WORK REQUIRED:
Copy the listing below word for word, starting at its first line and ending at the line that contains "[[245, 106]]", with both of those lines included.

ENTRIES SHOWN:
____________________

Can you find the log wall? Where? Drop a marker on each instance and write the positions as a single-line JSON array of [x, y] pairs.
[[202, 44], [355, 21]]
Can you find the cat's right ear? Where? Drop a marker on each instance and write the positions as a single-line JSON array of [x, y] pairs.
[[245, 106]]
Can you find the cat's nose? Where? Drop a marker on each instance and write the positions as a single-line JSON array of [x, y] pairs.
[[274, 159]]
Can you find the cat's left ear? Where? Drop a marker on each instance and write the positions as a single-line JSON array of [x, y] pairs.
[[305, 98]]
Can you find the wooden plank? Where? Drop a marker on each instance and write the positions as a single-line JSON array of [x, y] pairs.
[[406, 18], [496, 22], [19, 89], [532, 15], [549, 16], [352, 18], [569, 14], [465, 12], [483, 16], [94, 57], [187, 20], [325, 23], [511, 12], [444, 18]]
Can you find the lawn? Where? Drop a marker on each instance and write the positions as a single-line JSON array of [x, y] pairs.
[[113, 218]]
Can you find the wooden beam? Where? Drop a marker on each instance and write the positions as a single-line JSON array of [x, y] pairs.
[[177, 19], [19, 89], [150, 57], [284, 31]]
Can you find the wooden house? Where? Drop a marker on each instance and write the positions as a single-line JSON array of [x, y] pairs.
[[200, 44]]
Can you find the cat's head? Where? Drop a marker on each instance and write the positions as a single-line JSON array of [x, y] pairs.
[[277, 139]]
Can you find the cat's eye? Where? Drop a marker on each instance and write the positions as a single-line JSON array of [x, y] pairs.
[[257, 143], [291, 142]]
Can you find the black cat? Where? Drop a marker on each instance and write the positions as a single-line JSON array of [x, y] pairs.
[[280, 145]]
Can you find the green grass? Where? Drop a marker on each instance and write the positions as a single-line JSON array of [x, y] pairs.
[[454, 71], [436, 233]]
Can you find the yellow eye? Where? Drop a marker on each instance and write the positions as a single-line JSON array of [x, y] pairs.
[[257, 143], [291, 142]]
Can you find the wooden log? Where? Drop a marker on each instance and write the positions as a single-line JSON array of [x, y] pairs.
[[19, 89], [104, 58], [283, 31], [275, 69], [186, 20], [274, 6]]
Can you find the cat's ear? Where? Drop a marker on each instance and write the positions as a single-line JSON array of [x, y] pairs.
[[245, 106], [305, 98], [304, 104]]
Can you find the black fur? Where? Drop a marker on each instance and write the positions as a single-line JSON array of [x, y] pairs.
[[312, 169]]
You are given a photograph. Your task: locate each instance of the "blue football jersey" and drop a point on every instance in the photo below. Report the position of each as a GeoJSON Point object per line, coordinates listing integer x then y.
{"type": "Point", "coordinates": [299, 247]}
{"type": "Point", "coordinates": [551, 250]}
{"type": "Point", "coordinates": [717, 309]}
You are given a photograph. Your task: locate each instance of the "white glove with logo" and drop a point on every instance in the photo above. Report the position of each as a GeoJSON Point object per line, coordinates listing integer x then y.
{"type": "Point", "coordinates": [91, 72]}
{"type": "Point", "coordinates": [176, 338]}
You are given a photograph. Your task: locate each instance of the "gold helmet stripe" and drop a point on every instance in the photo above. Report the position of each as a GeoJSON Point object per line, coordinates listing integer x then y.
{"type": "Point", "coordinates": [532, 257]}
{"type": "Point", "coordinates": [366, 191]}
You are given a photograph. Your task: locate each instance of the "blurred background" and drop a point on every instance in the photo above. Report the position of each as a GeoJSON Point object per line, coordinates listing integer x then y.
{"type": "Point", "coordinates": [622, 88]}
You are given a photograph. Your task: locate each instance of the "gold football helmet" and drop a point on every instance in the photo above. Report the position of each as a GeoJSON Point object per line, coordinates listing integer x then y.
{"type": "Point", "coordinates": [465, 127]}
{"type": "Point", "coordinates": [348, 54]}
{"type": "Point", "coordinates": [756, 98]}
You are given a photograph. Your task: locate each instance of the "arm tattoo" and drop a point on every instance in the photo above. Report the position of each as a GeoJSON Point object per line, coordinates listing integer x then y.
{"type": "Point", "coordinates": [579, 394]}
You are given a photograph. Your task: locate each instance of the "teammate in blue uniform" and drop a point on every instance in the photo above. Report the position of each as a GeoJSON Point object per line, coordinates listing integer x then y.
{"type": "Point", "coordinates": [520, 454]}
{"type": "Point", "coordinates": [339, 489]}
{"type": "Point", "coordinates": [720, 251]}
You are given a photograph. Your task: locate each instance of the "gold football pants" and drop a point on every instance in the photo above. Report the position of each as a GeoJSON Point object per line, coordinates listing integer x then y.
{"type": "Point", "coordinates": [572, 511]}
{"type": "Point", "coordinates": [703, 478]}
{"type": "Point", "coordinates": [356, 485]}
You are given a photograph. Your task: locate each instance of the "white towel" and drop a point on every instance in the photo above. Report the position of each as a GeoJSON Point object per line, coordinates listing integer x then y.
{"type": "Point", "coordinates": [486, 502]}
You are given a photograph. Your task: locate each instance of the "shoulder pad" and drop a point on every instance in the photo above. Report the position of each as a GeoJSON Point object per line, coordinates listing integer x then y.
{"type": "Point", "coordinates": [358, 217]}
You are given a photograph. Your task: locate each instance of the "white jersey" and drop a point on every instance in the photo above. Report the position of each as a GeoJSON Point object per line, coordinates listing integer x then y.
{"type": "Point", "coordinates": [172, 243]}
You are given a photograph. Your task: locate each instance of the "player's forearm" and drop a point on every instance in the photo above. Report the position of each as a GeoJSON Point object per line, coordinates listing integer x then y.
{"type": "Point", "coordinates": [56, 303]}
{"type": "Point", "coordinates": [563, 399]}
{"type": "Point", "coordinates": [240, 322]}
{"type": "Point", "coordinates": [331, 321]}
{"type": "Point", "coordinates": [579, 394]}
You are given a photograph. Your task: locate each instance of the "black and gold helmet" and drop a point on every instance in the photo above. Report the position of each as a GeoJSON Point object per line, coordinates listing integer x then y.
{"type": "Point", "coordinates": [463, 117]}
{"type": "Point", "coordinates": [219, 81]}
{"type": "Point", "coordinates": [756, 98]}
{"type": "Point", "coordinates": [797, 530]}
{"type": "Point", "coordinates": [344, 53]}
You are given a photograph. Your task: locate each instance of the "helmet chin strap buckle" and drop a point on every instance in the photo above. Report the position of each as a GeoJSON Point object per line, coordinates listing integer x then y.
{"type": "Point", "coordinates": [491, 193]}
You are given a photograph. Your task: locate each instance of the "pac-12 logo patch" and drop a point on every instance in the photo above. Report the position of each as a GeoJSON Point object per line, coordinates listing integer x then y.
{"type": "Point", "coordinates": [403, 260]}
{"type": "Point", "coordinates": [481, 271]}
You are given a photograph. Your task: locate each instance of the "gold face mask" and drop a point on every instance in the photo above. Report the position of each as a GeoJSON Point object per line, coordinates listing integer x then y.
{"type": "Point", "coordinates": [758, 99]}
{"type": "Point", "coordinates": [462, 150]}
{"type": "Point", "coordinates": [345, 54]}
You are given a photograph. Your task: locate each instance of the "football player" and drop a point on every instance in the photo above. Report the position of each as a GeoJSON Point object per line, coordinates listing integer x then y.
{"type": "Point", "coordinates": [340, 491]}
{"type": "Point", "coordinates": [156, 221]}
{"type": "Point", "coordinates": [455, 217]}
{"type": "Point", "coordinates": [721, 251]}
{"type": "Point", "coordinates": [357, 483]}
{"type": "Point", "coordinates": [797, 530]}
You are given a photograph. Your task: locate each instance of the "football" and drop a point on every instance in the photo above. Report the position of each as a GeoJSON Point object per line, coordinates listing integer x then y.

____________________

RESULT:
Can you find the log wall? Where? Drop a marker on each instance and write the positions as a single-line JSON array of [x, y] pairs.
[[202, 44], [355, 21]]
Can you find the cat's right ear? Where? Drop a marker on each instance and write the positions as a single-line JSON array of [x, y] pairs.
[[245, 106]]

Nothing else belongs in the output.